─── Input

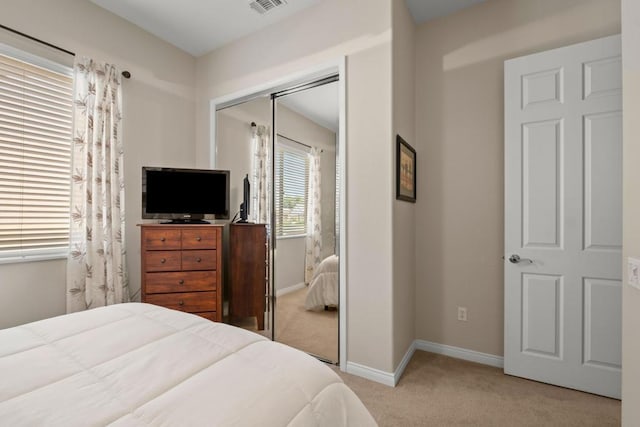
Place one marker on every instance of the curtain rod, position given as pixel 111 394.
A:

──────
─── Input

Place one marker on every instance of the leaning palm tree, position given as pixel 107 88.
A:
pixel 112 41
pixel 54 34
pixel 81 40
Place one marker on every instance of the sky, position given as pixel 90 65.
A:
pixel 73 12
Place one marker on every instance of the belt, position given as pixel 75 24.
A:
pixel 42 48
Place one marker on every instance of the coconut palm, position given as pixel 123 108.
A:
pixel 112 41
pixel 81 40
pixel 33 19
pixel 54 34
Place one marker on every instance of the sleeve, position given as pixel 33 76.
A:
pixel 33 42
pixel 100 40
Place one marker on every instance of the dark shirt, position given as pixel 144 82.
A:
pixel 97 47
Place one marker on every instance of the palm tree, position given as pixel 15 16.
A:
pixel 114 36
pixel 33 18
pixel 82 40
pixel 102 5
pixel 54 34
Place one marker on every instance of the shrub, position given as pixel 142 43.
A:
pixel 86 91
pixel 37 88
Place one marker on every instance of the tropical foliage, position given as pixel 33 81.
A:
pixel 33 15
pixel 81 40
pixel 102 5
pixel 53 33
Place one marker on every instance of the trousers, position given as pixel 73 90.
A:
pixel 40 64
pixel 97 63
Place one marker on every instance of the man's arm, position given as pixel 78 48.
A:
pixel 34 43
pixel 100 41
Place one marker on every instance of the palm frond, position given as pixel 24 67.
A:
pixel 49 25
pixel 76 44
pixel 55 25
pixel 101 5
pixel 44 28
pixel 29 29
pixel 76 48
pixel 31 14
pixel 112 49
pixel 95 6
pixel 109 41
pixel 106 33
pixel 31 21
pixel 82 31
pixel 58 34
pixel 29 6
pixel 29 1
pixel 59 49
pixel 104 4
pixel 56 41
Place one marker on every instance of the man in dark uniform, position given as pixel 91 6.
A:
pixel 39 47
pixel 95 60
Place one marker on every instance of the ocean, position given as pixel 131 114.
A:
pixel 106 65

──────
─── Input

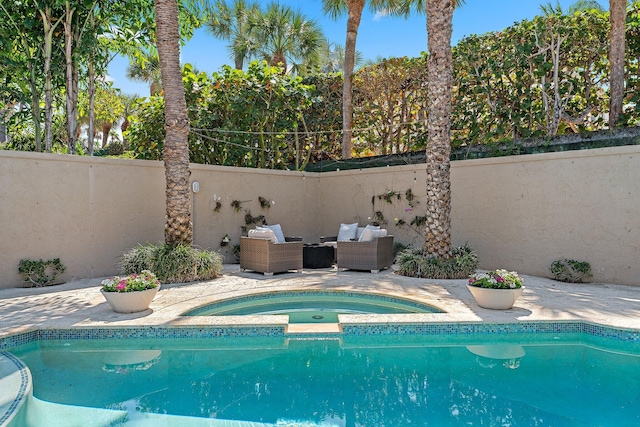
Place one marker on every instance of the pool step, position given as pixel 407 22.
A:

──────

**What you have to do**
Reproduce, word for word, everything in the listing from the line containing "Place one marker on every instance of the shrub, position" down to the line containing "pixel 97 63", including both of those lines.

**Result**
Place one marker on every instance of the shrub, position given as pixel 142 43.
A:
pixel 86 91
pixel 37 88
Place one marker on every instance of the tropical foliage, position given as pixel 33 81.
A:
pixel 33 15
pixel 81 40
pixel 102 5
pixel 53 33
Place one marker on every instance of the trousers, position given as pixel 73 90.
A:
pixel 40 64
pixel 97 63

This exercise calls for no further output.